━━━ LISTED RECORDS ━━━

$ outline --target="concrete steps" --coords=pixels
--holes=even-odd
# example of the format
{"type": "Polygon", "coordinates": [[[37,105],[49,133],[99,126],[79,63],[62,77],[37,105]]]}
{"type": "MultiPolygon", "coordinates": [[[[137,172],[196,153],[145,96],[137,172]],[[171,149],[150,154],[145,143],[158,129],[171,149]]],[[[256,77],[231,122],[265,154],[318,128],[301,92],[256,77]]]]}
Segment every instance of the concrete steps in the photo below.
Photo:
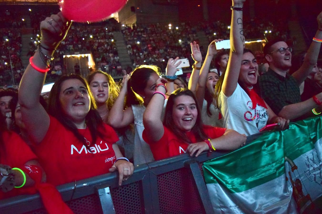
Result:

━━━

§ STATED PROBLEM: Can you write out every line of the entries above exactly, leaving out the pictures?

§ RESULT:
$ outline --target="concrete steps" --coords=pixels
--holes=even-odd
# example of the format
{"type": "Polygon", "coordinates": [[[37,105],[49,133],[99,126],[79,63],[62,77],[37,105]]]}
{"type": "MultiPolygon", "coordinates": [[[[137,172],[196,153],[145,96],[137,172]],[[171,149],[150,154],[145,143],[158,129],[171,149]]],[[[256,77],[231,122],[265,154],[318,128],[301,92],[256,77]]]]}
Segment every instance of the concrete steps in the photo below.
Photo:
Result:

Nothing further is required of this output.